═══ SOURCE DOCUMENT ═══
My desktop can obviously generate frames faster than the CAN transmission rate (I'm using 500000 bps). To send efficiently, I tried using a "select" on the socket file descriptor to wait for it to become ready, followed by the "write". However, the "select" seems to return immediately regardless of the state of the send buffer, and "write" also doesn't block. This means that when the buffer fills up, I get an error from "write" (return value -1), and errno is set to 105 ("No buffer space available").
This mean I have to wait an arbitrary amount of time, then try the write again, which seems very inefficient (polling!).
Here's my code (C, edited for brevity):
printf("CAN Data Generator\n");
int skt; // CAN raw socket
struct sockaddr_can addr;
struct canfd_frame frame;
const int WAIT_TIME = 500;
// Create socket:
skt = socket(PF_CAN, SOCK_RAW, CAN_RAW);
// Get the index of the supplied interface name:
unsigned int if_index = if_nametoindex(argv[1]);
// Bind CAN device to socket created above:
addr.can_family = AF_CAN;
addr.can_ifindex = if_index;
bind(skt, (struct sockaddr *)&addr, sizeof(addr));
// Generate example CAN data: 8 bytes; 0x11,0x22,0x33,...
// ...[Omitted]
// Send CAN frames:
fd_set fds;
const struct timeval timeout = { .tv_sec=2, .tv_usec=0 };
struct timeval this_timeout;
int ret;
ssize_t bytes_writ;
while (1)
{
// Use 'select' to wait for socket to be ready for writing:
FD_ZERO(&fds);
FD_SET(skt, &fds);
this_timeout = timeout;
ret = select(skt+1, NULL, &fds, NULL, &this_timeout);
if (ret < 0)
═══ RECORDED INFORMATION ═══
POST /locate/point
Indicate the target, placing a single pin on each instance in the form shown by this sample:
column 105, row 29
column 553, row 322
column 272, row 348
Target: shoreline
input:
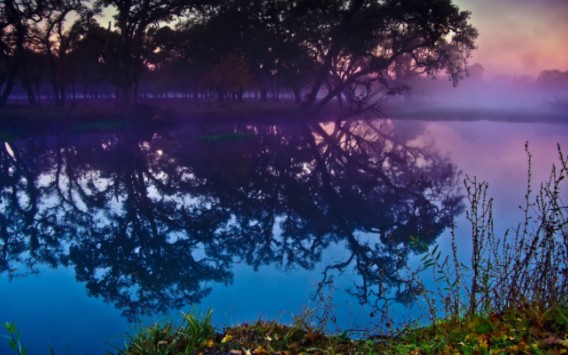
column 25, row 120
═══
═══ RECORDED INFORMATION ═══
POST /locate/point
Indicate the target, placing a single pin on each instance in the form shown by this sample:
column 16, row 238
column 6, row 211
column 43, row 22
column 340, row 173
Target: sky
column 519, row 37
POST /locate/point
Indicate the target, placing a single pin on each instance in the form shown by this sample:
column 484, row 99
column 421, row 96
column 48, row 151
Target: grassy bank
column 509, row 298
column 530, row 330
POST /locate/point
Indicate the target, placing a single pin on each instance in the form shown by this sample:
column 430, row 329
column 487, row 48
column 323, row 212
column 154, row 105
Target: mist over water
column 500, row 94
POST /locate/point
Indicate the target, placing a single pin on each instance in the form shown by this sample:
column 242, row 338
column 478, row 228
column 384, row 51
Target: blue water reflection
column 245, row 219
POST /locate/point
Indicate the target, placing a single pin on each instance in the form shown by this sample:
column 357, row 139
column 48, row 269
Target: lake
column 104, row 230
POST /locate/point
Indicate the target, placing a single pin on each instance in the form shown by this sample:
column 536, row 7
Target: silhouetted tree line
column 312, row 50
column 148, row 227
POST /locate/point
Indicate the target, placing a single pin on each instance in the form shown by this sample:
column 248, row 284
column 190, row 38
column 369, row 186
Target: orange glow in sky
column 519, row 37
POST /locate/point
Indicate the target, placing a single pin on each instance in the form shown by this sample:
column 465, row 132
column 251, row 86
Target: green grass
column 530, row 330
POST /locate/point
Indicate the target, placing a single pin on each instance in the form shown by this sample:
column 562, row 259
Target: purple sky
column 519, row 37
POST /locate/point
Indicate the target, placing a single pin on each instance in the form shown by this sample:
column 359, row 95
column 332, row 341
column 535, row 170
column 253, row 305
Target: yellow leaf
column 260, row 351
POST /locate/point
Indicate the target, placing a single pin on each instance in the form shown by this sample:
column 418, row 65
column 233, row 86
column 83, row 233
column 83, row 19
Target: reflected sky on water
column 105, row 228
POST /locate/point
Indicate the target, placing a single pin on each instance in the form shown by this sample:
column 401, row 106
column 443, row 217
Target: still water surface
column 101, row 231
═══
▶ _DIRECTIONS_
Update the CAN socket post from the words "My desktop can" through "very inefficient (polling!).", replacing "inefficient" with "wasteful". These entries are unrelated to the CAN socket post.

▶ _THE SOLUTION_
My desktop can obviously generate frames faster than the CAN transmission rate (I'm using 500000 bps). To send efficiently, I tried using a "select" on the socket file descriptor to wait for it to become ready, followed by the "write". However, the "select" seems to return immediately regardless of the state of the send buffer, and "write" also doesn't block. This means that when the buffer fills up, I get an error from "write" (return value -1), and errno is set to 105 ("No buffer space available").
This mean I have to wait an arbitrary amount of time, then try the write again, which seems very wasteful (polling!).